:: Extracted records ::
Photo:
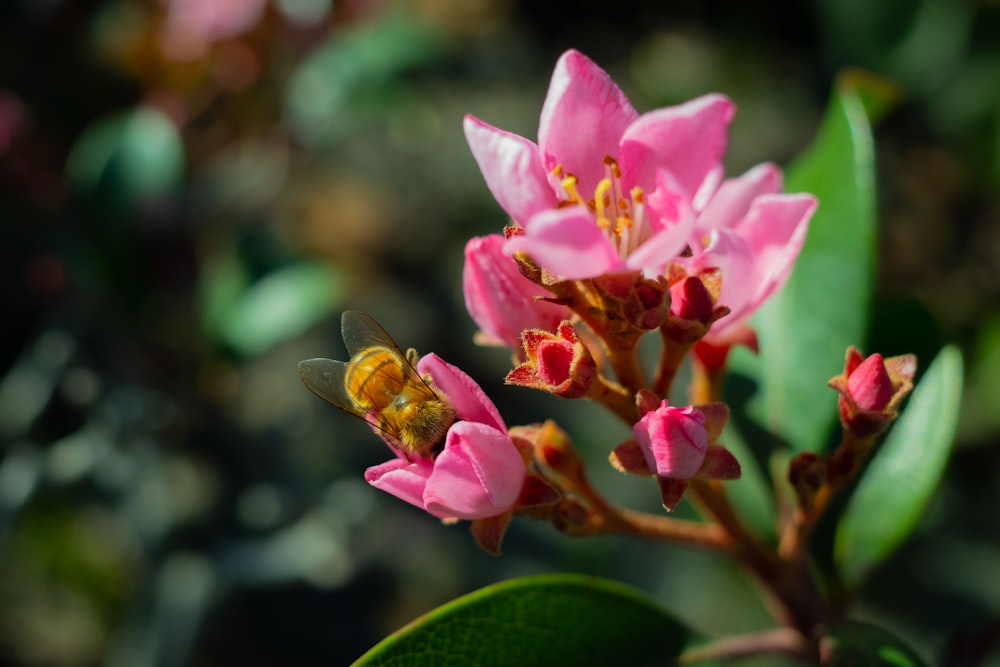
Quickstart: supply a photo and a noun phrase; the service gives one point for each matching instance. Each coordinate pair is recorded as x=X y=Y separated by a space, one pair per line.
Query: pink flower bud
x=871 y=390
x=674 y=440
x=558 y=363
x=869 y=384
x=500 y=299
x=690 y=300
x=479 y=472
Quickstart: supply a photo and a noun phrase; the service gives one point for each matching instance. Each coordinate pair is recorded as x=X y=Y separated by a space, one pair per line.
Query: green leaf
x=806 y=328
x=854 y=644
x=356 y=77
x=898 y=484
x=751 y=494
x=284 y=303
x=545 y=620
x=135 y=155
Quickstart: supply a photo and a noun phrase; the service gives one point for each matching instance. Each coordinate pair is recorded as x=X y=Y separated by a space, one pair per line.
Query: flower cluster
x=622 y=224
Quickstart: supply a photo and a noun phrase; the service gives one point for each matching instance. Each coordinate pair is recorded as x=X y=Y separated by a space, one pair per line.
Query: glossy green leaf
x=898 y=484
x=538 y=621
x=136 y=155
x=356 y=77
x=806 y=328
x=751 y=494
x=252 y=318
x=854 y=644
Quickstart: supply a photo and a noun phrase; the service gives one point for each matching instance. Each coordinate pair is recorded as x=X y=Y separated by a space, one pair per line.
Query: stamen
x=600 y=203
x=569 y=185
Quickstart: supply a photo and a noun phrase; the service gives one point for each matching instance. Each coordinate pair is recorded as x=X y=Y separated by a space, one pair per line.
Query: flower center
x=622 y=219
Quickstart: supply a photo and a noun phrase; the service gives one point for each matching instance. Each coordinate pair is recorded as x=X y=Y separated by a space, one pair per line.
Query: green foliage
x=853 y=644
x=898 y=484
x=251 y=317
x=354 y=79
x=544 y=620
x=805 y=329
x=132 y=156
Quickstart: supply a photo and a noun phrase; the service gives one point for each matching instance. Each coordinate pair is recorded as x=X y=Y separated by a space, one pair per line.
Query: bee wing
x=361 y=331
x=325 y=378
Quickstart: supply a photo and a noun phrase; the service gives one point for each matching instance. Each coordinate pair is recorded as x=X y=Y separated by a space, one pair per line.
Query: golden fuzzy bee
:::
(Problem details): Set the pictures aside and transcribe the data above exactly.

(Result for this exercise):
Photo:
Quickstart: supply a photo and a noun phrase; the service gives one point for each matching instance. Each coordinate pair is recorded as x=X y=Y separated by a space, one pair per line.
Query: pink flower bud
x=871 y=390
x=674 y=440
x=558 y=363
x=869 y=384
x=500 y=299
x=690 y=300
x=479 y=472
Quickstart: supply a photo and a noun phrase; the service gives one point for each matching instance. Each coordinate pair is recorded as x=X y=Y separated by a space, one pair per line.
Query: green leaf
x=806 y=328
x=854 y=644
x=356 y=77
x=898 y=484
x=751 y=494
x=284 y=303
x=545 y=620
x=135 y=155
Quickstart: supply a photo and a noun phrase; the service gives one point for each matching instance. Each coordinate pair is recorded as x=X y=Y separated by a space, one pair per line.
Query: flower cluster
x=622 y=224
Quickstart: supply a photo and a noun phrase; the service gives one point for each matching instance. Each coordinate pair is recorded as x=X y=Y separated by a space, one pair per line.
Query: glossy green leaf
x=898 y=484
x=538 y=621
x=136 y=155
x=356 y=77
x=806 y=328
x=751 y=494
x=252 y=318
x=854 y=644
Quickstart: supply a photo and a noun phrase; the service gives one point for each matching instance. Each coordinate pair is recorded as x=X y=Y separated by a space, one pair per line.
Query: stamen
x=600 y=203
x=569 y=185
Quickstart: supply a photo and a noun phrase; the service gives one point for each matching instance. Each coordinate pair is recorded as x=X y=Y separated by a space, one pair per line.
Query: flower center
x=622 y=219
Quickstart: supply a photo and a noun phrase; the service gives one point for each matching instance. Each coordinate pair is recorded as x=X y=Y separated by a space, one pair per line.
Query: green foliage
x=853 y=644
x=898 y=484
x=251 y=317
x=354 y=79
x=544 y=620
x=805 y=329
x=132 y=156
Quickstart: supply a photo and a noun phrase; the service gives one point for each matching instance. Each coordinate pair is recorded as x=X y=Y separated by a space, one pair per line.
Query: bee wing
x=361 y=331
x=325 y=378
Quickstart: supply a photo and a noun phrase; the service gives one point for each matching instance. Each coordinate pair is recorded as x=X y=Y separated by a space, one pair per line.
Query: golden fuzzy bee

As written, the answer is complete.